>> start

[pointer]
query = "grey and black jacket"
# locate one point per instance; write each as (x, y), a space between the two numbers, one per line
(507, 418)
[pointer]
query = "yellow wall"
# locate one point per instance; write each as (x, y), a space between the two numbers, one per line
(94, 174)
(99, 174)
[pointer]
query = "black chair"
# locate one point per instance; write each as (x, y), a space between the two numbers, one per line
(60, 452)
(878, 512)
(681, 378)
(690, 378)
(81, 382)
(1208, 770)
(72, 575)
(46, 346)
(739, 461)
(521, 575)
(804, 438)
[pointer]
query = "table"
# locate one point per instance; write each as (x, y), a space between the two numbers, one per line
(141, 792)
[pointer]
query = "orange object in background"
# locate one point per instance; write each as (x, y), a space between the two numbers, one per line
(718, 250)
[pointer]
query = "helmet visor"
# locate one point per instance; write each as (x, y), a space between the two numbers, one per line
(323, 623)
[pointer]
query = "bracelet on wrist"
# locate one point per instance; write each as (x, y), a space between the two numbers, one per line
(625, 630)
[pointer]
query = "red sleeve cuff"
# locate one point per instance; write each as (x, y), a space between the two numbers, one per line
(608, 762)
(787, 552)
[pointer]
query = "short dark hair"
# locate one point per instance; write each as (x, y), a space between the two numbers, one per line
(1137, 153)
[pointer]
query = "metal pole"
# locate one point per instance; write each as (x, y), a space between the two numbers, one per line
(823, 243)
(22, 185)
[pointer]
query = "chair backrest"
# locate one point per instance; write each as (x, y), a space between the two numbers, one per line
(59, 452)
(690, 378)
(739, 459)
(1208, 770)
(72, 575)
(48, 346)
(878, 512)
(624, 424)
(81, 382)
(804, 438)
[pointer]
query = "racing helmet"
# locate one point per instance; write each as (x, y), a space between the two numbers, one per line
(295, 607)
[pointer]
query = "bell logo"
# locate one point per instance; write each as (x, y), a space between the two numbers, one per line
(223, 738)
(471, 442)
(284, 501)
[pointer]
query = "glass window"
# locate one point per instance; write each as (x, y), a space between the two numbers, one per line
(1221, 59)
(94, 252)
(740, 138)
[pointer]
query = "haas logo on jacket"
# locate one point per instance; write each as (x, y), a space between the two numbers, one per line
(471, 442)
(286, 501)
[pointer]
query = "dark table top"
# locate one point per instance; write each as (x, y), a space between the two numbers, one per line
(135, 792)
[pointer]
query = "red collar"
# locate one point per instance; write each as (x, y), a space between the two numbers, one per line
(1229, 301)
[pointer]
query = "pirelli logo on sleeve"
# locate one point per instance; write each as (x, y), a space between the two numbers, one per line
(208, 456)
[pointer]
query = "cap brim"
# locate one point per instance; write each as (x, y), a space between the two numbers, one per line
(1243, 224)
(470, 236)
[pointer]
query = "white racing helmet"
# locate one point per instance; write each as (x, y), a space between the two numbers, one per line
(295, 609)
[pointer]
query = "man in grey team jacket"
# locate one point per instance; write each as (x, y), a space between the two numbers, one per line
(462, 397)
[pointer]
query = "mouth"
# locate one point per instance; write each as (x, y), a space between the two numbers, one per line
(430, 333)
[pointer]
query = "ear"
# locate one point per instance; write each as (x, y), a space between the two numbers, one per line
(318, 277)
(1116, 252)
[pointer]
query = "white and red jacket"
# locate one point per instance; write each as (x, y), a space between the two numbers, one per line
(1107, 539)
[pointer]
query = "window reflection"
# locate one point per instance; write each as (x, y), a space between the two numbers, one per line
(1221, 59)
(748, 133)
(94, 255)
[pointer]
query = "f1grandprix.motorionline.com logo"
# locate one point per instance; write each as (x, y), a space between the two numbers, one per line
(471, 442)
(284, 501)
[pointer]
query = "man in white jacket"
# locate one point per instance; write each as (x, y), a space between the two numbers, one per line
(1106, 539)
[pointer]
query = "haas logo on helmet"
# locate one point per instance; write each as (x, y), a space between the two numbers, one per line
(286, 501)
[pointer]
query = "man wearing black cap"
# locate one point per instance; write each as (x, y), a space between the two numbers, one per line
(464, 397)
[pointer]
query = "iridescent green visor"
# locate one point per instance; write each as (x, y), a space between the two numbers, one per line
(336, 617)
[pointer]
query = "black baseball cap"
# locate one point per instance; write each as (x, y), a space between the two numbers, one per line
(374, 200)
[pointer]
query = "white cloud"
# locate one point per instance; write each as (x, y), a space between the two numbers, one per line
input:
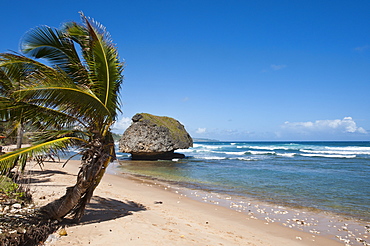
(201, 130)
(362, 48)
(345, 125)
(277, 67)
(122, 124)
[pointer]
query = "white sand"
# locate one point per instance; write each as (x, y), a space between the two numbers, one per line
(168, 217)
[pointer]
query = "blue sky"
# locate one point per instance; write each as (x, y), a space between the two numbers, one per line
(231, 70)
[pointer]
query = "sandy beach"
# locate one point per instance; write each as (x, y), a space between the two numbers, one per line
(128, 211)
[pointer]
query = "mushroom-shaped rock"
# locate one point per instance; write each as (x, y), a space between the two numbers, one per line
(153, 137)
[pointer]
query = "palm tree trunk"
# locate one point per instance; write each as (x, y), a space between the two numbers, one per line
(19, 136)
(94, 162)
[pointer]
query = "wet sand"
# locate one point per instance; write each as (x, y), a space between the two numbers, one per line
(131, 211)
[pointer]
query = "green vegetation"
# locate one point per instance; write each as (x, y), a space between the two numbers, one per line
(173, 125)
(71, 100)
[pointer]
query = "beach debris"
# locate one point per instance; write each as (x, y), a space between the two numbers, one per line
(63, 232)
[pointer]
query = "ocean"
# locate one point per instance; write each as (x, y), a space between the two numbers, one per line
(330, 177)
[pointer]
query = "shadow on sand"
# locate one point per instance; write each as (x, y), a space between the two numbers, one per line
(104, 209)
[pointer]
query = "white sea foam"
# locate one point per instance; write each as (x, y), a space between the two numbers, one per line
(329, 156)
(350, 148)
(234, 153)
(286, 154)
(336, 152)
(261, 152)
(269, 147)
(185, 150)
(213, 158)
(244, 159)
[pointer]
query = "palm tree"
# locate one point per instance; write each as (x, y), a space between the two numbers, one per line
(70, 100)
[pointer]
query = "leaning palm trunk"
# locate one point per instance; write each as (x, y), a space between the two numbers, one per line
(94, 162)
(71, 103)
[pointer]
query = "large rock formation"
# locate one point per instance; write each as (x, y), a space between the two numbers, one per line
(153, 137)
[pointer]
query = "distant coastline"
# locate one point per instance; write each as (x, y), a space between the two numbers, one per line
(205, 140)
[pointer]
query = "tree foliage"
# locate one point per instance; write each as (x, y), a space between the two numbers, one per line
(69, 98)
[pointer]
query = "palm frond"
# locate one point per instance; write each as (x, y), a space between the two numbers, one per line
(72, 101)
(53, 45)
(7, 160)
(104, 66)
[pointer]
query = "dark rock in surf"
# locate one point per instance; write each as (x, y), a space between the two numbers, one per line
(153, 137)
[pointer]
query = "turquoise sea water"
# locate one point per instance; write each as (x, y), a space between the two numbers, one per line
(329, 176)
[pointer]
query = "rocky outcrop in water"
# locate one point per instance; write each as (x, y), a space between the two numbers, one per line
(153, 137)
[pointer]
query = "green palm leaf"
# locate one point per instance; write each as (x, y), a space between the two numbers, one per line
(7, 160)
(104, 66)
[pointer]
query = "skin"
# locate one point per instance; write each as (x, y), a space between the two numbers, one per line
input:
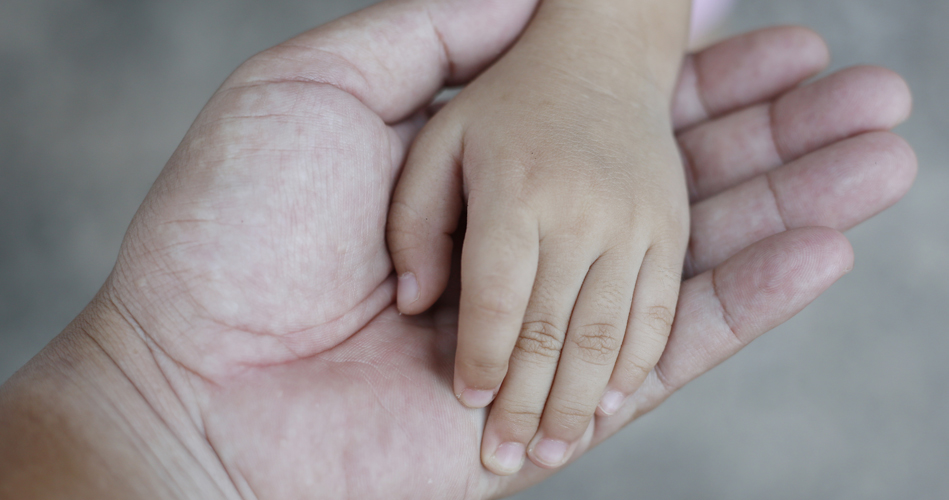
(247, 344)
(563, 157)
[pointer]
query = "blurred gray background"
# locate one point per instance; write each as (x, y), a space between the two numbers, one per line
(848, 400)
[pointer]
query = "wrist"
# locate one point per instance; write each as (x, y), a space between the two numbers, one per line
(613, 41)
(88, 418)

>> end

-- Exercise requirements --
From start to finish, output the listing exactly, but omit its pictures.

-- Correct result --
[pointer]
query = "grey and black jacket"
# locate one point per instance; write each as (x, y), a space between the two numbers, one per line
(507, 418)
[pointer]
query = "yellow wall"
# locate one point per instance; write each as (x, y), a space between the two numbers, one per line
(94, 174)
(99, 174)
[pointer]
query = "black chair"
# locate one point per instance; write each as (x, y), a space between the two numbers, one per line
(60, 452)
(878, 512)
(681, 378)
(690, 378)
(81, 382)
(1208, 770)
(72, 575)
(46, 346)
(739, 461)
(521, 575)
(804, 438)
[pointer]
query = "table"
# locate one point per instance; write each as (x, y), a space between the two numbers, one per line
(141, 792)
[pointer]
query = "orange object in background"
# locate one point per instance; write each as (x, y), a space between the two numbers, one per line
(718, 250)
[pointer]
query = "helmet visor"
# locate one point per instance; write each as (x, y), a space between the two numbers, one per line
(323, 623)
[pointer]
query = "bracelet on wrist"
# locate one point per instance; write each as (x, y), a space between the two numbers, one per line
(625, 630)
[pointer]
query = "red sleeve cuff"
# locate one point per instance; write each as (x, y), a space between the two numbers, one per line
(608, 762)
(787, 552)
[pointer]
query = "short dark hair"
# locate one point per instance; write each as (x, y), a space between the two numbers, one per line
(1137, 153)
[pointer]
query = "metal pole"
# locate one point per instance; write each as (x, y), a space between the two numbers, one per line
(823, 243)
(22, 185)
[pointer]
query = "chair backrest"
# locate one point per instance; write each as (x, y), a space between the two numbers, one per line
(59, 452)
(690, 378)
(739, 459)
(1208, 770)
(72, 575)
(48, 346)
(878, 512)
(624, 424)
(81, 382)
(804, 438)
[pointer]
query = "racing helmet"
# locate one point per instance; write each as (x, y), a space between the two numbers, one per line
(295, 607)
[pointer]
query = "bell logo"
# locate one point per instance; write each as (x, y), a space between the two numbers, one per line
(223, 738)
(471, 442)
(284, 501)
[pointer]
query = "glass window"
# locate one point per instance; write each as (x, y), a space between the two numbers, one per line
(1221, 59)
(94, 252)
(740, 138)
[pointer]
query = "haas logo on jacket"
# locate one point per instance; write each as (x, y), a space between the two numbers, one per line
(471, 442)
(286, 501)
[pointer]
query = "dark table top"
# locate one point per instance; write each as (x, y), a space between the two numbers, one per line
(135, 792)
[pointer]
query = "red collar"
# locate one point per instance; write each as (x, y), a space between the two numbers, one per line
(1229, 301)
[pointer]
query = "pirelli logo on sleeve"
# locate one point per instance; write each as (x, y), a space between the two numbers, one per line
(208, 456)
[pointer]
query = "cap brim"
# locate one point per instance; write each as (x, y), a space between the two numbers, one per line
(1243, 224)
(470, 236)
[pointer]
query = "white racing helmet"
# locate one point per instance; write each as (x, y), a space between the two numbers, one per line
(295, 609)
[pointer]
query = "man in grey team jacket"
# locate one point per instance; write each as (x, y), a space between the two numbers, one per line
(462, 397)
[pointer]
query = "mouth"
# locate one point per instance; write each as (x, y), a space between the two numbers, one per line
(430, 333)
[pointer]
query = "ear"
# locate one point per instance; write each as (x, y), a space between the two numbers, one per line
(318, 277)
(1116, 252)
[pointer]
query = "white and red jacket"
# locate one point per instance; write each as (x, y), a space between the two numbers, one per line
(1107, 539)
[pointer]
query = "window reflection"
# locate one point per instance; write each as (x, y), a space between the two numbers, one per line
(1221, 59)
(748, 133)
(94, 255)
[pointer]
query = "f1grandprix.motorionline.com logo"
# locate one point per instance; write each as (x, y), a space between the two numbers, one per line
(471, 442)
(284, 501)
[pointer]
query = "man in white jacket"
# locate one point per instance; write each as (x, y), a space between the two numbers, one per line
(1106, 539)
[pointer]
query = "haas logo on helmet"
# locate one point per instance; write each as (x, y), a space between the two numbers, one per line
(286, 501)
[pointer]
query = "man wearing black cap"
# locate one point per instance; write each as (x, y), a space between the two numbers, one per line
(464, 397)
[pointer]
query = "iridescent green visor"
# locate one point per instance; write each as (x, y), a space between the two numbers, one per line
(336, 617)
[pointer]
query = "black baseball cap"
# locate one point per instance; write each as (x, y), a space between the two numbers, one per line
(374, 200)
[pointer]
query = "white cloud"
# locate one point per instance; write each as (x, y), a space between the two numbers, one per line
input:
(201, 130)
(362, 48)
(345, 125)
(277, 67)
(122, 124)
[pointer]
query = "white sand"
# locate one point per instance; write each as (x, y), a space between the two numbers, one per line
(168, 217)
[pointer]
query = "blue sky"
# locate one point per instance; write each as (x, y), a space between the two numbers, one per line
(231, 70)
[pointer]
query = "sandy beach"
# locate one point per instance; write each as (x, y), a space between the two numbers, one per line
(128, 211)
[pointer]
query = "mushroom-shaped rock"
# locate one point per instance; write each as (x, y), a space between the two numbers, one per line
(153, 137)
[pointer]
query = "palm tree trunk"
# locate one point per instance; write each as (x, y), a space between the two numbers, one per line
(19, 136)
(94, 162)
[pointer]
query = "wet sand"
# locate one point per instance; write each as (x, y), a space between the two numbers, one per line
(131, 211)
[pointer]
query = "green vegetation"
# locate one point per instance; write each as (x, y), a space between the two numbers, one per line
(173, 125)
(71, 100)
[pointer]
query = "beach debris"
# locate one point per instance; write each as (x, y), a space between the two numbers, one per line
(63, 232)
[pointer]
query = "ocean"
# locate one point per instance; write each as (x, y), a space between the two numbers, one per line
(330, 177)
[pointer]
query = "shadow on sand"
# locate one point per instance; write each as (x, y), a space between the two numbers, one per line
(104, 209)
[pointer]
query = "white sea foam"
# locate one point per instance; write each as (x, y), a space between the two numbers, one per line
(329, 156)
(350, 148)
(234, 153)
(286, 154)
(336, 152)
(261, 152)
(269, 147)
(185, 150)
(213, 158)
(244, 159)
[pointer]
query = "palm tree"
# locate one point per instance; write each as (x, y), a space between the two numbers, one per line
(70, 100)
[pointer]
query = "leaning palm trunk"
# locate one point per instance; write each as (x, y), a space between the two numbers, one per line
(94, 162)
(71, 103)
[pointer]
query = "large rock formation"
# locate one point per instance; write each as (x, y), a space between the two numbers, one per line
(153, 137)
[pointer]
query = "distant coastline"
# locate one point per instance; write each as (x, y), a space between the two numbers, one per line
(205, 140)
[pointer]
query = "tree foliage"
# locate one point per instance; write each as (x, y), a space between the two numbers, one per line
(69, 98)
[pointer]
query = "palm frond"
# locate one point per instance; write each as (x, y), a space between the two numbers, one per line
(72, 101)
(53, 45)
(7, 160)
(104, 66)
[pointer]
query = "dark rock in surf"
# locate one point per instance; write each as (x, y), a space between the two numbers, one per line
(153, 137)
[pointer]
query = "turquoise sea water"
# locate one point per instance; write each as (x, y), a space between the two numbers, one per line
(329, 176)
[pointer]
query = "rocky outcrop in water"
# locate one point per instance; write each as (x, y), a space between the two numbers, one per line
(153, 137)
[pointer]
query = "green palm leaf"
# locate one point per instance; write each as (x, y), a space between the two numbers, one per line
(7, 160)
(104, 66)
[pointer]
query = "skin"
# locate one point per instance; write each as (x, y), a space between the two numbers, one per line
input:
(247, 344)
(563, 157)
[pointer]
query = "blurred gray background"
# locate one point per instance; write each as (x, y), a space between the two numbers, one per line
(848, 400)
[pointer]
query = "wrist"
# locate one point per instance; write each as (x, y), a space between the two numbers, one per line
(613, 41)
(88, 418)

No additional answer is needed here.